Scan the data below and work out how many of its lines contain the word "patch". Give only that number.

THE DATA START

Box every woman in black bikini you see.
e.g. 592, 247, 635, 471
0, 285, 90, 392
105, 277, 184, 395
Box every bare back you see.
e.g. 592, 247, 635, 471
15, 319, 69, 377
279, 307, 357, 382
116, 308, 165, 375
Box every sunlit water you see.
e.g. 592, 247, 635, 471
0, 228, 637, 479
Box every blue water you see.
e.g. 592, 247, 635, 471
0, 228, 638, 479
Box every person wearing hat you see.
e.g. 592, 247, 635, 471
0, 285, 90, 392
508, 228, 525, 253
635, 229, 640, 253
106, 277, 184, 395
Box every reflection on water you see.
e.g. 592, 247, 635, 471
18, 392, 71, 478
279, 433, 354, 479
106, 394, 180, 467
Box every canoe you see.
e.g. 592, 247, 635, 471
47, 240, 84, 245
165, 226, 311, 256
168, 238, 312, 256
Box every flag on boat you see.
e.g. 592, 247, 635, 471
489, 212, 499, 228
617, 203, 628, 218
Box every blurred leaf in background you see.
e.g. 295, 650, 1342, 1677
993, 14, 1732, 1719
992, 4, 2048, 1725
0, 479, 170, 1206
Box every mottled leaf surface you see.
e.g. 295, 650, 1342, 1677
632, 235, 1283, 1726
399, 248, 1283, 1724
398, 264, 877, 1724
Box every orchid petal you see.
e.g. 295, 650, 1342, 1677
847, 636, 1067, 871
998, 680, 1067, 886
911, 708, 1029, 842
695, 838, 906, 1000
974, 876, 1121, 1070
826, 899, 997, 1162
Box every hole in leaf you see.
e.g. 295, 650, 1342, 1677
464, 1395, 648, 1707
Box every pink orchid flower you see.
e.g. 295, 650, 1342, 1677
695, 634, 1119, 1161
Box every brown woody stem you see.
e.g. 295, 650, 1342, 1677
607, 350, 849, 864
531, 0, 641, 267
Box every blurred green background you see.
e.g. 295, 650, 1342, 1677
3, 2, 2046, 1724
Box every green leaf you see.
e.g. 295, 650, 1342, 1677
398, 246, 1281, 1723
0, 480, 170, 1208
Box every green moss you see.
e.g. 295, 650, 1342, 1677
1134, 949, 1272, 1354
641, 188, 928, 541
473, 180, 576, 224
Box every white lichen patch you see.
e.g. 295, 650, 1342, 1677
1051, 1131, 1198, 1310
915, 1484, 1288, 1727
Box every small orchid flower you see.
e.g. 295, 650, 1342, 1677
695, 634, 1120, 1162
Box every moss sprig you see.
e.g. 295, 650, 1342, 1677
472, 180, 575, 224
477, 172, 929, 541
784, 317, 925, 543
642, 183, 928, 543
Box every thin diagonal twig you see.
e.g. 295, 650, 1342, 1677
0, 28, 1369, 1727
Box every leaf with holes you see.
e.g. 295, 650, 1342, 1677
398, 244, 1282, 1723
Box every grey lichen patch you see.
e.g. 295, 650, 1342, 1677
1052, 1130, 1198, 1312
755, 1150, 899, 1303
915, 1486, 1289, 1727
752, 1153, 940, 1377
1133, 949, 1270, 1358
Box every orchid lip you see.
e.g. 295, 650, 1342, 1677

THE DATA END

WRITTEN REPLY:
2